ФРАГМЕНТ ТЕКСТА —
↓↓↓

Охотничьи байки

Сергей Алексеев, 2011

«Охотничьи байки переплетаются с житейскими, а те в свою очередь с некими таинственными, необъяснимыми случаями, произошедшими в тайге… Конечно же я мечтал стать охотником, хотя отец все время заставлял учиться и говорил при этом: „Ружье да весло хреновое ремесло“. А сам при этом всю жизнь прожил с ружьем, веслом и еще с гармошкой русского строя, которая и досталась мне в наследство. И еще досталась охотничья страсть, всякий раз будоражащая душу, как только весной услышу клик гусиных стай, и совсем уж затрепещет сердце, когда ранним утром в далеком, с едкой дымкой, березовом перелеске забормочут на деревьях тетерева…»

Оглавление

* * *

Приведённый ознакомительный фрагмент книги Охотничьи байки предоставлен нашим книжным партнёром — компанией ЛитРес.

Купить и скачать полную версию книги в форматах FB2, ePub, MOBI, TXT, HTML, RTF и других

Предисловие

Памяти моего отца, охотника-промысловика, посвящается

Выражаю признательность и благодарность моим друзьям по жизни и спутникам на охотничьих тропах, предоставившим фотографии для этой книги и свои собственные впечатления об охоте: Владимиру Каплину, Илье Каплину, Олегу Линдблату, Сергею Синцову и его друзьям, Евгению Никитину.

Сергей Трофимович Алексеев

Мы все — охотники. Эта незабвенная страсть досталась нам от предков и генетически закреплялась многими и многими поколениями. Уверяю вас, она проснется даже в убежденном вегетарианце или самом нетерпимом последователе движения «зеленых», если кто-то из них окажется в ситуации, когда нужно не жить, а выживать. Именно выживание когда-то сотворило из нас потенциальных охотников, промышляющих ловом дикого зверя. Еще два века назад любая охота называлась ловом, а охотник — ловцом. Помните пословицу — на ловца и зверь бежит? Поэтому ловким называли не шустрого и расторопного, а удачливого на охоте человека. А ловчий — уже профессия, это современный начальник охоты, состоящий на службе у государей и князей. И практически всегда с ловлей связано священное слово «добыча», в котором явно звучит еще одно — бык. То есть добычей охотника мог стать только самец, а не плодная матка, и в этом слышится глубинный, благородный смысл неписаного охотничьего закона.

↑↑↑

(Записи о размещении точек)
↓↓↓

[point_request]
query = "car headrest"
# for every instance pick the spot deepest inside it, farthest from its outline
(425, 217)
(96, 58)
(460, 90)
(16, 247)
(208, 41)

↑↑↑

ОПИСАНИЕ ЗАДАНИЯ —
Выведите целиком фрагмент текста об охотничьих байках без каких-либо изменений. Материал здесь никак не используется.

РЕШЕНИЕ ЗАДАНИЯ —
Охотничьи байки

Сергей Алексеев, 2011

«Охотничьи байки переплетаются с житейскими, а те в свою очередь с некими таинственными, необъяснимыми случаями, произошедшими в тайге… Конечно же я мечтал стать охотником, хотя отец все время заставлял учиться и говорил при этом: „Ружье да весло хреновое ремесло“. А сам при этом всю жизнь прожил с ружьем, веслом и еще с гармошкой русского строя, которая и досталась мне в наследство. И еще досталась охотничья страсть, всякий раз будоражащая душу, как только весной услышу клик гусиных стай, и совсем уж затрепещет сердце, когда ранним утром в далеком, с едкой дымкой, березовом перелеске забормочут на деревьях тетерева…»

Оглавление

* * *

Приведённый ознакомительный фрагмент книги Охотничьи байки предоставлен нашим книжным партнёром — компанией ЛитРес.

Купить и скачать полную версию книги в форматах FB2, ePub, MOBI, TXT, HTML, RTF и других

Предисловие

Памяти моего отца, охотника-промысловика, посвящается

Выражаю признательность и благодарность моим друзьям по жизни и спутникам на охотничьих тропах, предоставившим фотографии для этой книги и свои собственные впечатления об охоте: Владимиру Каплину, Илье Каплину, Олегу Линдблату, Сергею Синцову и его друзьям, Евгению Никитину.

Сергей Трофимович Алексеев

Мы все — охотники. Эта незабвенная страсть досталась нам от предков и генетически закреплялась многими и многими поколениями. Уверяю вас, она проснется даже в убежденном вегетарианце или самом нетерпимом последователе движения «зеленых», если кто-то из них окажется в ситуации, когда нужно не жить, а выживать. Именно выживание когда-то сотворило из нас потенциальных охотников, промышляющих ловом дикого зверя. Еще два века назад любая охота называлась ловом, а охотник — ловцом. Помните пословицу — на ловца и зверь бежит? Поэтому ловким называли не шустрого и расторопного, а удачливого на охоте человека. А ловчий — уже профессия, это современный начальник охоты, состоящий на службе у государей и князей. И практически всегда с ловлей связано священное слово «добыча», в котором явно звучит еще одно — бык. То есть добычей охотника мог стать только самец, а не плодная матка, и в этом слышится глубинный, благородный смысл неписаного охотничьего закона.